§ WHAT IS EXPECTED
Go through the data below and copy each line where the word "headshot" occurs.

§ Dataset entries
▼

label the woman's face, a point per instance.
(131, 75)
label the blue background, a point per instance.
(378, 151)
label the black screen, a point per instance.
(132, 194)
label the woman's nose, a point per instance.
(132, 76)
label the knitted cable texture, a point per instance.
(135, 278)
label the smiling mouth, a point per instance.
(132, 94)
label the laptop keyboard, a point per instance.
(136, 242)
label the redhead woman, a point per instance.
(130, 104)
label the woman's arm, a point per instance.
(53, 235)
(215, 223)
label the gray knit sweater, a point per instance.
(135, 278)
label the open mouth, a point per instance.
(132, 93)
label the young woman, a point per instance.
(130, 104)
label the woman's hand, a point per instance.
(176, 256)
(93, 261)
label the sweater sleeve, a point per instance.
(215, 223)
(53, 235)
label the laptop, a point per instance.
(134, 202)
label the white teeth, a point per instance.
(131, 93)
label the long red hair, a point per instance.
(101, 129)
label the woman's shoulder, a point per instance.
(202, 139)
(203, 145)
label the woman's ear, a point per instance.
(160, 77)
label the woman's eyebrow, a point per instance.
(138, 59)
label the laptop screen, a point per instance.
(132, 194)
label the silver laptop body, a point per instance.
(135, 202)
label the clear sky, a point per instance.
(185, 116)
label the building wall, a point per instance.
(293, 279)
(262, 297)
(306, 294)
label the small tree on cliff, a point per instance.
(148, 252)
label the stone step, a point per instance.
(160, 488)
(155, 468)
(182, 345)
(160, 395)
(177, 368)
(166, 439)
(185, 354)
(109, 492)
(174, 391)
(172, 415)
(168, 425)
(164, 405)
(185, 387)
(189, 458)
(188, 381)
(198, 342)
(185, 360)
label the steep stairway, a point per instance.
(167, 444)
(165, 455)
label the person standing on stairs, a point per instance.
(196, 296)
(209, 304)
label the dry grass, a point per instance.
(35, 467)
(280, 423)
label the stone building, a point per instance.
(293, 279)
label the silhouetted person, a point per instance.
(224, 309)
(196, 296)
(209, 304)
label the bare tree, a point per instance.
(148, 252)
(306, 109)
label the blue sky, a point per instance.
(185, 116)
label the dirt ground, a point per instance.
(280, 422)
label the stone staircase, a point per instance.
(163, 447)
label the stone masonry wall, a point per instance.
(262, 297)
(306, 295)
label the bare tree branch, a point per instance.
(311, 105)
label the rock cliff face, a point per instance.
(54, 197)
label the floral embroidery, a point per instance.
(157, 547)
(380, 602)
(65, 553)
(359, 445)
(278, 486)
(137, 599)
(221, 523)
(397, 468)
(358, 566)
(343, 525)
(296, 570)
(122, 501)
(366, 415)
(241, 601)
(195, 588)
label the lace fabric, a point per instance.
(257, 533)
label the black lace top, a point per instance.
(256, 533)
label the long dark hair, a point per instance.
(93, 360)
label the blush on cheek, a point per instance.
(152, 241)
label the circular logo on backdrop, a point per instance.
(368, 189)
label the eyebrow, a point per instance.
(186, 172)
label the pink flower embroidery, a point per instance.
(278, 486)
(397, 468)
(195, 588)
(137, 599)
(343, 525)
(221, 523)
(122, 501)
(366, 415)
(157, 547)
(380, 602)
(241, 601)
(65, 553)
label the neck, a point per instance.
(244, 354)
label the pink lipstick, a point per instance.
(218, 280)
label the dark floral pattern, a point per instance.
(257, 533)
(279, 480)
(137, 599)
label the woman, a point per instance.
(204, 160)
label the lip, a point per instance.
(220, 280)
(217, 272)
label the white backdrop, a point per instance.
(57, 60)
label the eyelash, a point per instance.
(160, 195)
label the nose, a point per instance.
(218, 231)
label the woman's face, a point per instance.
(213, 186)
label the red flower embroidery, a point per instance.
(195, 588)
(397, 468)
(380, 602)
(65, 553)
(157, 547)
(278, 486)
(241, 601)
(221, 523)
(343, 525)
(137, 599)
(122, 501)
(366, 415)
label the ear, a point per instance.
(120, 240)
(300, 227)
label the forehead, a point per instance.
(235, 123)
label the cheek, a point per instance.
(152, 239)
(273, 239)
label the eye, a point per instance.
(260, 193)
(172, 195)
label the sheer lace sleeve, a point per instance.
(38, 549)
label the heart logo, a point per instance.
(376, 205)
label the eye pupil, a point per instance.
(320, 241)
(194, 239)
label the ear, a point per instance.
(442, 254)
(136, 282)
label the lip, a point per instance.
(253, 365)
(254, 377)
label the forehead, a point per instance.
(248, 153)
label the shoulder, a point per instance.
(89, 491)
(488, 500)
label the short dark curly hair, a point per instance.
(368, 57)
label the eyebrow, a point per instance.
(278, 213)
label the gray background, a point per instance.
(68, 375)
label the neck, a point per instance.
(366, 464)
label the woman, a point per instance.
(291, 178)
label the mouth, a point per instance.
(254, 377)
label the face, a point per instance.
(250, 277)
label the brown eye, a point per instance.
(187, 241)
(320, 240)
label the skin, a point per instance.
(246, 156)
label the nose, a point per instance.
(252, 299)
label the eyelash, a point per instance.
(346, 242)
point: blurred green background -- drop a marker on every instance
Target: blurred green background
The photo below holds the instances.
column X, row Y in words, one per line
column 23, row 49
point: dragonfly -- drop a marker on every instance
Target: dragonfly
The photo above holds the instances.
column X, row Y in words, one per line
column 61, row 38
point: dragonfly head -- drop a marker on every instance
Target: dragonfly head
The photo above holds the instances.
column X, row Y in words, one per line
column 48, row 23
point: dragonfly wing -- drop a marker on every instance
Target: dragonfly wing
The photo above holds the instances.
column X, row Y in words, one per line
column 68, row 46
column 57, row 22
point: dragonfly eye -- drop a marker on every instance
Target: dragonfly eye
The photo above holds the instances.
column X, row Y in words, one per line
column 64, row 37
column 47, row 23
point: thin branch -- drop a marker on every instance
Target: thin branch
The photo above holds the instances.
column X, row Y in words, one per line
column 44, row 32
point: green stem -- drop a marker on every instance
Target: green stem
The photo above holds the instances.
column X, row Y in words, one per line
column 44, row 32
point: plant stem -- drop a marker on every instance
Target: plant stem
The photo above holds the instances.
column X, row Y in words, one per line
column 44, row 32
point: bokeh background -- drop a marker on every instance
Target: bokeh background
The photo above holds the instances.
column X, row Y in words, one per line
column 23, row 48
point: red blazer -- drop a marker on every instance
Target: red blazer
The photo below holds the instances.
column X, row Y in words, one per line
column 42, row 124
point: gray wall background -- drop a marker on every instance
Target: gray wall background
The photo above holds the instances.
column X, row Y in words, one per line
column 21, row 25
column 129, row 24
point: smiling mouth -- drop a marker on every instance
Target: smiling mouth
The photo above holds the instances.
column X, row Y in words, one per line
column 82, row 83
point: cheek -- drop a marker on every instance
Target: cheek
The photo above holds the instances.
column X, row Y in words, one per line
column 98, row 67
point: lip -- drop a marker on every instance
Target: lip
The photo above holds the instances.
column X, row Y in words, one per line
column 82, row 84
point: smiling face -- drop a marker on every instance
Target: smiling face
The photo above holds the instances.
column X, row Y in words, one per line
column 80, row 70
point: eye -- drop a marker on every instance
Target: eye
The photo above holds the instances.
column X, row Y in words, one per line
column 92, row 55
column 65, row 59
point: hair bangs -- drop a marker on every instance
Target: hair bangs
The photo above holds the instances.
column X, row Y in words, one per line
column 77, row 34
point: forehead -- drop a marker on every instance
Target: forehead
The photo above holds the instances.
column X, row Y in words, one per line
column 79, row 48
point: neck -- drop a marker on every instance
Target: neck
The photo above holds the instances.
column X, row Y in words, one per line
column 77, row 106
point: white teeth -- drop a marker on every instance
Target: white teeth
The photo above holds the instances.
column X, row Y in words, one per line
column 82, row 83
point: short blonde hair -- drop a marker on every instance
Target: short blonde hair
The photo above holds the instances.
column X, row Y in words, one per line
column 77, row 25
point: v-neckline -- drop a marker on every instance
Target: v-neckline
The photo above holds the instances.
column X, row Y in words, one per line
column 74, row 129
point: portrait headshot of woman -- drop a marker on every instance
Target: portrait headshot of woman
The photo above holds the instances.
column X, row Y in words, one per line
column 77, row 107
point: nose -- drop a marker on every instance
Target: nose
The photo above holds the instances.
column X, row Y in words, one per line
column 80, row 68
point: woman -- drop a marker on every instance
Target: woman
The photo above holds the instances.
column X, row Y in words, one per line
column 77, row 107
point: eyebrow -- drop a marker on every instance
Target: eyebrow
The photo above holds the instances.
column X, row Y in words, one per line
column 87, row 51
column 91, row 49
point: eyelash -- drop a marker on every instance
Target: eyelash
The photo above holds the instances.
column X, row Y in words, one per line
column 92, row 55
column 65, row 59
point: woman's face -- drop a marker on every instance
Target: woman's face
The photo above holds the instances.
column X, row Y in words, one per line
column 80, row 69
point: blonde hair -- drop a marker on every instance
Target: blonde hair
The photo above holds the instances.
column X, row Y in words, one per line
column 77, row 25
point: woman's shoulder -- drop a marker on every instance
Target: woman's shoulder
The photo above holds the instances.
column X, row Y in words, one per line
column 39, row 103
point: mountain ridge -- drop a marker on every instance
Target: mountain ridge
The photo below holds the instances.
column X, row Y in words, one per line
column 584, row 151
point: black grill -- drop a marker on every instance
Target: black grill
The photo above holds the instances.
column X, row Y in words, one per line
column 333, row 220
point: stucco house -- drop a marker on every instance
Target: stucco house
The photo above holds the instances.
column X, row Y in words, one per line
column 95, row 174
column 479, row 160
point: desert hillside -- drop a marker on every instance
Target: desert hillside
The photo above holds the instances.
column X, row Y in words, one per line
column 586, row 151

▲

§ RESULT OF THIS TASK
point: portrait headshot of woman -- drop a marker on every instance
Target: portrait headshot of woman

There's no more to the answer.